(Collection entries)
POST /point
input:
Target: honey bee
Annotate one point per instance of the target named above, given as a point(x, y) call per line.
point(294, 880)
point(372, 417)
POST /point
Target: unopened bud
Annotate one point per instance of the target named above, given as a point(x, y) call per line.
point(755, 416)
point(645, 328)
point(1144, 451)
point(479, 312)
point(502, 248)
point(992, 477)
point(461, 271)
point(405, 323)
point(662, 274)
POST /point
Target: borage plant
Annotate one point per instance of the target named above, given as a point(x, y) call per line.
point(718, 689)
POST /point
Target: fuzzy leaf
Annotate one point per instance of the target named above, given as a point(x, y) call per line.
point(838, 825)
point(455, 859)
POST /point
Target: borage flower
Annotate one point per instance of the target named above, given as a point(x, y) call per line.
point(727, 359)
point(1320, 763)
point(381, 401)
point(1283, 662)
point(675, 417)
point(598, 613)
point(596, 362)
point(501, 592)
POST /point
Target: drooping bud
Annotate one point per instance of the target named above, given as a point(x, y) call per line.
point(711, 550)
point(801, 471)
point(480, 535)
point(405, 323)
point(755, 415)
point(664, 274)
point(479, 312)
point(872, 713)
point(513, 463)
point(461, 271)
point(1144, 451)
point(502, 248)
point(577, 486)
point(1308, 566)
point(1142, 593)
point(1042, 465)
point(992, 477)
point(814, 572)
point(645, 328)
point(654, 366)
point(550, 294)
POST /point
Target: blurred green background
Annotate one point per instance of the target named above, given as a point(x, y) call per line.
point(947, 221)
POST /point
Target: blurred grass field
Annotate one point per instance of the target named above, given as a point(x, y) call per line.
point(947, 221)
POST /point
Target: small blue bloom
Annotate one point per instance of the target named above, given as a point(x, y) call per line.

WRITTEN TASK =
Go through the entries and repeat each one exactly.

RESULT FOR THIS TASK =
POST /point
input:
Target: honey bee
Annotate one point per instance of the target named above, given as a point(x, y) call per line.
point(294, 880)
point(372, 417)
POST /point
Target: unopened bud
Annotate one point per instance of the target named above, given as a point(x, y) call per line.
point(755, 416)
point(645, 328)
point(1144, 451)
point(479, 312)
point(502, 248)
point(992, 477)
point(461, 271)
point(405, 323)
point(662, 274)
POST /point
Target: borage plant
Annotate one point per instance of the target named above, given as a point(x, y) call per line.
point(718, 689)
POST /point
Target: fuzzy leaf
Annotate one point per instance of the target named above, given as a point(x, y) call per line.
point(838, 825)
point(455, 859)
POST /point
Target: borage flower
Annotate one point per instance of the target named above, given as a point(x, y) call per line.
point(727, 359)
point(1320, 763)
point(381, 401)
point(1283, 662)
point(675, 417)
point(598, 613)
point(596, 362)
point(501, 592)
POST /point
Target: drooping bud
Annotate one point per instance of the target named above, given as a point(x, y) call per line.
point(711, 550)
point(801, 471)
point(480, 535)
point(405, 323)
point(755, 415)
point(664, 274)
point(479, 312)
point(872, 713)
point(513, 463)
point(461, 271)
point(1144, 451)
point(502, 248)
point(577, 486)
point(1308, 566)
point(1142, 593)
point(1042, 465)
point(992, 477)
point(814, 572)
point(645, 328)
point(654, 366)
point(550, 294)
POST /point
Target: blurred green background
Annotate one point per instance of the target named above, given as a point(x, y) call per line.
point(947, 221)
POST /point
Target: blurred grass field
Annotate one point per instance of the target named above, given as a point(x, y) call per line.
point(947, 221)
POST /point
Target: small blue bloom
Annotate one point per instance of the target named above, given as a point(x, y) call per line.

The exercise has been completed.